[Start of Available data]

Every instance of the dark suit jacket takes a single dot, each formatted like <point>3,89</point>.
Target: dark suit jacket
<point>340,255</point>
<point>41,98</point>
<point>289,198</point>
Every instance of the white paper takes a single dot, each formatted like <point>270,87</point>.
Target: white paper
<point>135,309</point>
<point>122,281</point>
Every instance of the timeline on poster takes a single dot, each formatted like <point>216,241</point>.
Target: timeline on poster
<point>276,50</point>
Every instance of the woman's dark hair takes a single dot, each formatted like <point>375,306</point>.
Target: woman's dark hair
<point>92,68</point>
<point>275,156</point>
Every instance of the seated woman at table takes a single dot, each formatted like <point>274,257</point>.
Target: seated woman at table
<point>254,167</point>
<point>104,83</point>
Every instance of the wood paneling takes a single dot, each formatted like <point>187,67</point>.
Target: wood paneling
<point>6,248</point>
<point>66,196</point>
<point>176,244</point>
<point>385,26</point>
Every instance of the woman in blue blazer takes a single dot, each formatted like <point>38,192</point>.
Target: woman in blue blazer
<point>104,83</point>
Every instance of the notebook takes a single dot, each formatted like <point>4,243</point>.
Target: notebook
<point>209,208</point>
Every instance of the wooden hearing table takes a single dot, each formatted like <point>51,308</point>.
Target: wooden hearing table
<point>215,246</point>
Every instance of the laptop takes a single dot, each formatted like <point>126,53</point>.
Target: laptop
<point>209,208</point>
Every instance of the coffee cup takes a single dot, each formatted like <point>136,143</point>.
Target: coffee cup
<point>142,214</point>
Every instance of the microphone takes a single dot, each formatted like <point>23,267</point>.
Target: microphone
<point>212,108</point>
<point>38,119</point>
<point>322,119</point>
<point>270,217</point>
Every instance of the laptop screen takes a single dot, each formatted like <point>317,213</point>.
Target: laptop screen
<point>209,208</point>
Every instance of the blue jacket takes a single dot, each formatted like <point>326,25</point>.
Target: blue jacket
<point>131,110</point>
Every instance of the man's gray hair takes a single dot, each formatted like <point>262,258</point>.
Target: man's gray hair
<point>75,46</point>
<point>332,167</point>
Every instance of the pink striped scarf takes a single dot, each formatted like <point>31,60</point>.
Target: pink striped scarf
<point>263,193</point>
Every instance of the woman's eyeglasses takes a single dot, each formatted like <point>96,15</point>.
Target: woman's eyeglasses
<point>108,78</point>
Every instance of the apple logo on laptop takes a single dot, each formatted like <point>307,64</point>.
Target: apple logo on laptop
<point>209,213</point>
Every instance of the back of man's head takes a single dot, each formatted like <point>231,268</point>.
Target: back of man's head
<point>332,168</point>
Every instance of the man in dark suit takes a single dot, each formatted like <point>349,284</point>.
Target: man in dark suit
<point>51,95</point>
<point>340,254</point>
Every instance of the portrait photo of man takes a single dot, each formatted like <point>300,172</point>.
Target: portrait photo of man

[End of Available data]

**Written task:** Edit all of the items above so that each "Target:" becomes "Label:", with every other word left unchanged.

**The solution:**
Every instance of the dark suit jacket takes a single dot, each formatted like <point>3,89</point>.
Label: dark suit jacket
<point>340,255</point>
<point>41,98</point>
<point>289,198</point>
Every instance of the white paper takes a single dot, each formatted like <point>270,87</point>.
Label: white paper
<point>135,309</point>
<point>122,281</point>
Every instance of the timeline on poster takes a single dot, each formatted like <point>216,241</point>.
Label: timeline on poster
<point>276,50</point>
Every instance of the woman's dark hair takes a single dot, each formatted like <point>375,306</point>.
Label: woman's dark hair
<point>92,68</point>
<point>275,156</point>
Every instance of the seated woman at table takes a single dot, each formatted like <point>274,257</point>.
Label: seated woman at table
<point>254,167</point>
<point>104,83</point>
Every instance of the wood paneling takes a single dot, each formatted like <point>187,67</point>.
Label: wood paneling
<point>6,248</point>
<point>66,196</point>
<point>176,244</point>
<point>385,26</point>
Every instance of the woman in blue blazer takes a single dot, each formatted like <point>38,192</point>.
Label: woman in blue blazer
<point>104,83</point>
Every instance of the notebook takes a single dot, each formatted like <point>4,243</point>.
Label: notebook
<point>209,208</point>
Every instance of the wooden hearing table takes a single dot, each formatted like <point>51,308</point>.
Label: wooden hearing table
<point>215,246</point>
Every instance of the laptop takes a single dot, each formatted like <point>126,53</point>.
Label: laptop
<point>209,208</point>
Every instance of the coffee cup takes a single dot, each formatted like <point>136,143</point>.
Label: coffee cup
<point>142,214</point>
Every instance of the microphone takes a single dot, each formatted like <point>23,267</point>.
Label: microphone
<point>212,108</point>
<point>38,119</point>
<point>322,119</point>
<point>270,217</point>
Every instance of the laptop screen takes a single dot, each formatted like <point>317,213</point>.
Label: laptop screen
<point>209,208</point>
Every instance of the blue jacket takes a single dot, each formatted like <point>326,25</point>.
Label: blue jacket
<point>131,110</point>
Every instance of the man's gray hair takes a single dot, each formatted like <point>262,258</point>.
Label: man's gray hair
<point>75,46</point>
<point>332,167</point>
Every instance of the pink striped scarf takes a single dot, each formatted like <point>31,60</point>.
Label: pink striped scarf
<point>263,193</point>
Every instance of the woman's eyeglasses takes a single dot, each formatted like <point>96,15</point>.
Label: woman's eyeglasses
<point>108,78</point>
Every instance of the apple logo on laptop takes a single dot, each formatted like <point>307,64</point>.
Label: apple logo on laptop
<point>209,213</point>
Every instance of the back of man's head takes a single dot, each formatted like <point>231,268</point>.
Label: back of man's head
<point>332,168</point>
Every instance of the man in dark suit takes a single dot, each formatted like <point>349,284</point>.
Label: man in dark suit
<point>51,95</point>
<point>340,254</point>
Every instance of the portrait photo of man takes a single dot, each formatted like <point>300,172</point>.
Label: portrait photo of man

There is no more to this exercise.